◆ **Work required**: Where the line with "2. For full credit, report the bounding box of each grassy" appears in the records below, start there and transcribe each line exactly through the last.

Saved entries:
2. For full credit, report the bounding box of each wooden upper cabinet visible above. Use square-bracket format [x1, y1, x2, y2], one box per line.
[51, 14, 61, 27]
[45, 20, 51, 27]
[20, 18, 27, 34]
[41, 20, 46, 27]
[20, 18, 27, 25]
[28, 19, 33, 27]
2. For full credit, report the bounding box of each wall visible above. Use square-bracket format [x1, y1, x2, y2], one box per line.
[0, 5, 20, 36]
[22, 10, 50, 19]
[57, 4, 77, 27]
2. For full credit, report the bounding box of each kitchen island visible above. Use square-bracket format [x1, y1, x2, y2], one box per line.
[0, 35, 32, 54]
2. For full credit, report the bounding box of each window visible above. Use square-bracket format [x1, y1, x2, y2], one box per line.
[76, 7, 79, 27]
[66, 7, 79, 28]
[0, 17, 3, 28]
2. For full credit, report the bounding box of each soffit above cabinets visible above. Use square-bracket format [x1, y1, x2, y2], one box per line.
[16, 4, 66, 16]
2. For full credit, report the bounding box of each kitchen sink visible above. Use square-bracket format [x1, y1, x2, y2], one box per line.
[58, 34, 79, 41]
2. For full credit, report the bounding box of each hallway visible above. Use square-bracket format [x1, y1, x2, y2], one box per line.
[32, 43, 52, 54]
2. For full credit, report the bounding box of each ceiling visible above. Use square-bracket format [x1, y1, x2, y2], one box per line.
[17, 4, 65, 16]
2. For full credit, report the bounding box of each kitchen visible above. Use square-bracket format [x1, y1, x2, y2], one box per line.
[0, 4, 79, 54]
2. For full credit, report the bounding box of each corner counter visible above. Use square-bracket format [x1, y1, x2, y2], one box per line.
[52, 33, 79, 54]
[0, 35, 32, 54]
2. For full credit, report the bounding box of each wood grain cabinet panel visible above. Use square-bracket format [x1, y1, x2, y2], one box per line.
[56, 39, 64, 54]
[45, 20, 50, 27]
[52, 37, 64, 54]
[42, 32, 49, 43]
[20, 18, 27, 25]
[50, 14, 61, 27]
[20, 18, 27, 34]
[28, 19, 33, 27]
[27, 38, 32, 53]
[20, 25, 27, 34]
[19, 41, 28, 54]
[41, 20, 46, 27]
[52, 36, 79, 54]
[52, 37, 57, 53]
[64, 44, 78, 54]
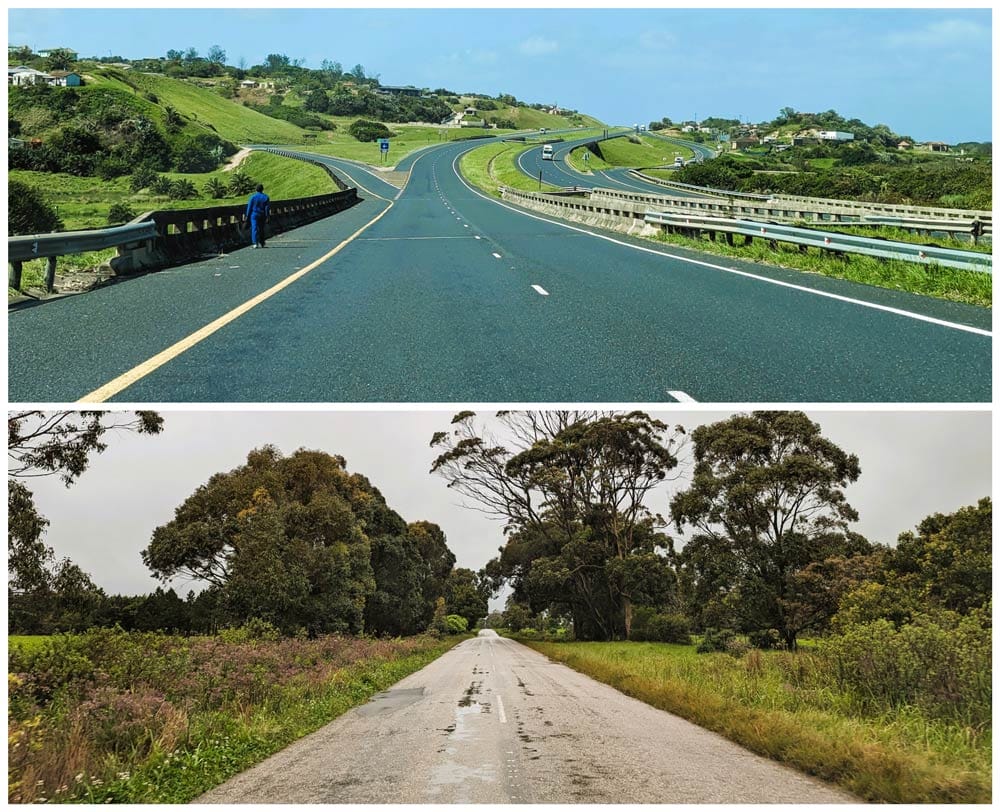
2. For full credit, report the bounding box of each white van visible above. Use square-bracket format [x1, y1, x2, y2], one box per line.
[542, 144, 554, 160]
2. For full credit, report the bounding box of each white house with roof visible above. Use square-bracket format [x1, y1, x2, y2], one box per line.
[8, 65, 49, 85]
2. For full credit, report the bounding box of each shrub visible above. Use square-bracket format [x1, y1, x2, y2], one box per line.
[106, 202, 136, 225]
[150, 175, 173, 195]
[631, 609, 692, 643]
[203, 177, 227, 199]
[518, 628, 539, 639]
[697, 628, 736, 653]
[218, 618, 281, 644]
[73, 686, 187, 758]
[822, 609, 991, 725]
[348, 119, 395, 142]
[129, 166, 159, 192]
[228, 170, 256, 196]
[8, 180, 63, 235]
[168, 179, 197, 199]
[445, 614, 468, 634]
[96, 156, 130, 180]
[748, 628, 786, 650]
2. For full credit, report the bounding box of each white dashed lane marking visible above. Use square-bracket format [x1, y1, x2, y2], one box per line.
[532, 285, 549, 296]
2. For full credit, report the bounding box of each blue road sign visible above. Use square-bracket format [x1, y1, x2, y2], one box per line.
[379, 139, 389, 152]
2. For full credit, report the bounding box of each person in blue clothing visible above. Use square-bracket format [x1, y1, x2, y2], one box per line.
[245, 184, 270, 248]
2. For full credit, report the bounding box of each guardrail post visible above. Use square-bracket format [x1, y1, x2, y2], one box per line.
[44, 257, 57, 292]
[9, 260, 23, 291]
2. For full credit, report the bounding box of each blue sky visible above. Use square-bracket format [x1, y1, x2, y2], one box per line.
[8, 7, 992, 142]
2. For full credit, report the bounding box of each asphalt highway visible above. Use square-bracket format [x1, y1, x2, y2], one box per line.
[8, 134, 991, 402]
[194, 632, 857, 804]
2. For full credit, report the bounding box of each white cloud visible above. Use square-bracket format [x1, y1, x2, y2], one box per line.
[519, 36, 559, 56]
[884, 18, 989, 49]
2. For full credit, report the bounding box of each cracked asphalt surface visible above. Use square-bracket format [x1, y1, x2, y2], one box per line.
[195, 631, 857, 804]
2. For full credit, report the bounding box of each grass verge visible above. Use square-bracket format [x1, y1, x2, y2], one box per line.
[648, 228, 991, 307]
[8, 630, 464, 803]
[525, 640, 990, 804]
[459, 143, 563, 197]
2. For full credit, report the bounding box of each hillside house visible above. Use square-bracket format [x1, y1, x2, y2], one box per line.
[732, 136, 760, 151]
[378, 85, 422, 97]
[921, 141, 950, 153]
[464, 106, 478, 115]
[48, 70, 82, 87]
[817, 130, 854, 142]
[8, 66, 50, 85]
[36, 47, 78, 59]
[896, 140, 912, 150]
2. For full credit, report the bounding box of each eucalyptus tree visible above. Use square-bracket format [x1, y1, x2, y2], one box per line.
[431, 411, 687, 639]
[670, 411, 863, 649]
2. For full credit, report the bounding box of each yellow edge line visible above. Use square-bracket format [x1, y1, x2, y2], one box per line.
[78, 200, 394, 403]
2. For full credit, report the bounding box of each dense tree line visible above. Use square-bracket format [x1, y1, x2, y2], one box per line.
[8, 417, 490, 638]
[140, 445, 486, 636]
[435, 411, 990, 652]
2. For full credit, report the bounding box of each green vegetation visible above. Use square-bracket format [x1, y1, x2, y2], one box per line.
[648, 226, 991, 307]
[453, 409, 990, 802]
[584, 134, 693, 169]
[675, 153, 991, 210]
[9, 152, 333, 232]
[99, 71, 309, 145]
[8, 627, 462, 803]
[524, 638, 989, 803]
[9, 414, 490, 638]
[458, 142, 563, 196]
[8, 636, 49, 654]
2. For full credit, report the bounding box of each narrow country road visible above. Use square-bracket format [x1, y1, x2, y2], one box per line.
[195, 631, 856, 804]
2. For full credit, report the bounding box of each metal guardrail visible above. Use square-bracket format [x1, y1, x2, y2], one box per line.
[9, 150, 359, 293]
[602, 184, 992, 242]
[631, 171, 992, 232]
[8, 221, 158, 291]
[643, 211, 992, 273]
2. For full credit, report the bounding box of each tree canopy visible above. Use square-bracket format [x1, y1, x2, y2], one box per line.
[669, 411, 865, 648]
[143, 446, 458, 635]
[431, 411, 686, 640]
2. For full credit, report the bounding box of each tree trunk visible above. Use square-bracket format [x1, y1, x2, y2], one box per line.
[623, 596, 633, 640]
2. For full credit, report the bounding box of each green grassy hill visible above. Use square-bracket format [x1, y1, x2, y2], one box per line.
[89, 68, 310, 144]
[578, 134, 693, 170]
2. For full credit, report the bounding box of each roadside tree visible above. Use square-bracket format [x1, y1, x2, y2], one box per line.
[670, 411, 862, 649]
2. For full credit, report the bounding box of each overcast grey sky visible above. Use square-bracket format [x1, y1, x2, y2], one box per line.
[14, 410, 991, 600]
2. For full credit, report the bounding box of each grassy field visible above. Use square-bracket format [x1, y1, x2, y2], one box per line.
[525, 640, 990, 803]
[301, 123, 498, 165]
[458, 142, 564, 197]
[8, 629, 466, 803]
[570, 135, 693, 172]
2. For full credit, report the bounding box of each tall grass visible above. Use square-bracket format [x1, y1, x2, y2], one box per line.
[650, 228, 991, 307]
[8, 628, 461, 803]
[526, 640, 990, 803]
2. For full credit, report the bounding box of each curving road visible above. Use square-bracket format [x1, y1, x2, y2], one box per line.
[7, 135, 991, 402]
[194, 632, 857, 804]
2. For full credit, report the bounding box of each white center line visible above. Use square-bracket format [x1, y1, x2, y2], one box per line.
[492, 252, 502, 258]
[532, 284, 549, 296]
[668, 390, 697, 402]
[496, 694, 507, 724]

◆ **Result**:
2. For full credit, report the bounding box of each grassy field visible above. Use square-bracket format [x1, y1, x2, y2], one box per line.
[525, 640, 990, 803]
[301, 123, 498, 165]
[458, 142, 564, 197]
[8, 629, 466, 803]
[570, 135, 693, 172]
2. For full credit, report the bounding box of each tall grass visible above. Use square-bracket format [x1, y1, x2, y2], one box per line.
[650, 228, 991, 307]
[8, 628, 461, 803]
[526, 640, 990, 803]
2. For full credit, report the bounding box of each curving road visible above. Use square-bracket format [x1, y1, x2, y2], one box per line.
[7, 135, 991, 402]
[194, 632, 857, 804]
2. For full credit, report the bounding box of each white center line visible above. Use square-bracket format [x1, y1, x2, y2], one box per line.
[492, 252, 502, 258]
[532, 284, 549, 296]
[668, 390, 697, 402]
[496, 694, 507, 724]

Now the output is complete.